▶ **WHAT TO WORK ON**: Convert each of the rows below into a JSON list of strings with one string per line. Skip blank lines and leave the pictures out.

▶ **STORED ROWS**:

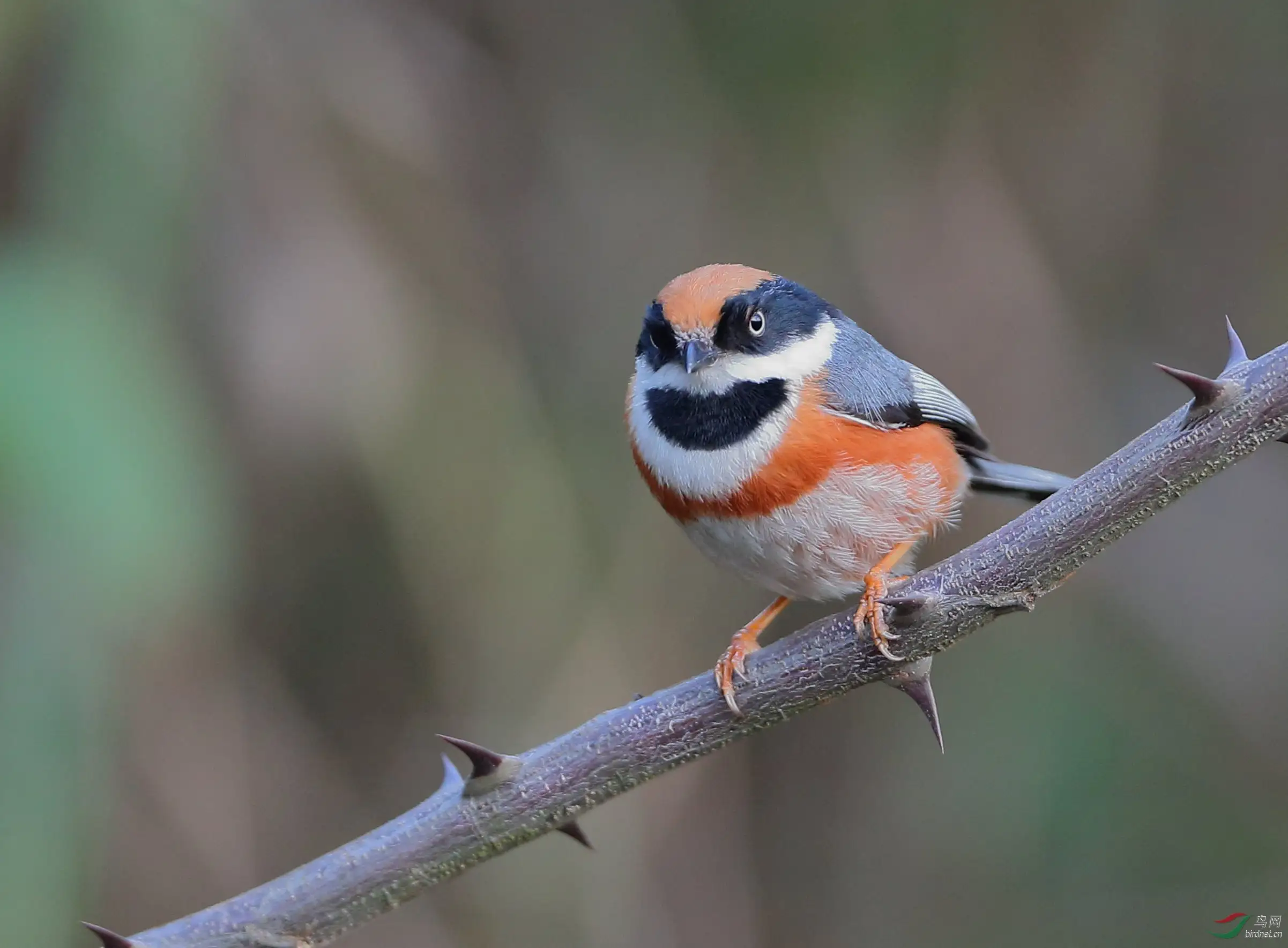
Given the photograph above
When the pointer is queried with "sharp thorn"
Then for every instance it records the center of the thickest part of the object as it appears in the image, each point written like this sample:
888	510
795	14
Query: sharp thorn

▶ **WRITTEN SOLUTION**:
[
  "Given the photograph above",
  "When the pointer is queried with \"sharp thorn\"",
  "Then for every instance it records the center of the thickest part of the object as it appears in the image, each point written like this sample:",
  "888\t510",
  "795\t14",
  "Query: sharp thorn"
]